Written instruction:
From the material below, pull out every line that contains the word "grassy" and copy each of those lines unchanged.

Listed records:
┄┄┄┄┄┄

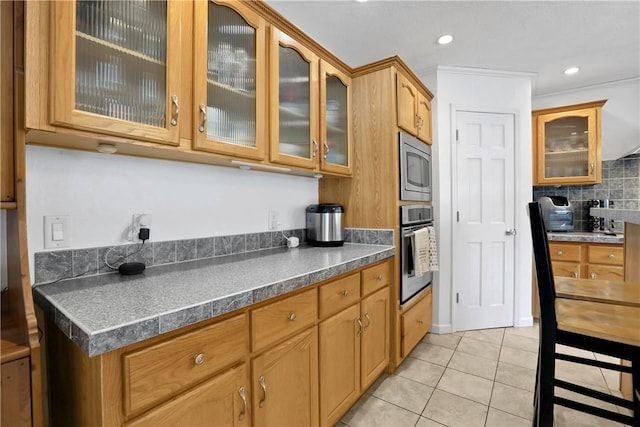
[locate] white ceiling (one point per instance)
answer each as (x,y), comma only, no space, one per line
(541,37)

┄┄┄┄┄┄

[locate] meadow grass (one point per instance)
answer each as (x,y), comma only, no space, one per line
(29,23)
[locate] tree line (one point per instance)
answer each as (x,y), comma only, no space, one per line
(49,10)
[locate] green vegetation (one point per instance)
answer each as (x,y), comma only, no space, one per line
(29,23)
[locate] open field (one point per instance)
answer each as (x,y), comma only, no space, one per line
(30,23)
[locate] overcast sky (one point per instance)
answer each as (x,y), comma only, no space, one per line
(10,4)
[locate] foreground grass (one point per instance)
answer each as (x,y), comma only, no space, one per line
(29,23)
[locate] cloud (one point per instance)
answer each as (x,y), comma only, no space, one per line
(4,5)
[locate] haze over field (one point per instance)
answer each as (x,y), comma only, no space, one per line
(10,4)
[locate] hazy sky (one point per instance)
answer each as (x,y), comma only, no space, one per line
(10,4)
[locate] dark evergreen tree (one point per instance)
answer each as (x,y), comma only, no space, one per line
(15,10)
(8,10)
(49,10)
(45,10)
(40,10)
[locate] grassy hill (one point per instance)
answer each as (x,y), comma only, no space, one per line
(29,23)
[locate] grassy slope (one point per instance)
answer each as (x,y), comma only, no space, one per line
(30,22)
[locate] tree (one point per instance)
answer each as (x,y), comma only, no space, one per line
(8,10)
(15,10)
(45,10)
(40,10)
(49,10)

┄┄┄┄┄┄

Solution to the exercise:
[locate] grassy hill (one point per instance)
[locate] grassy slope (one point per instance)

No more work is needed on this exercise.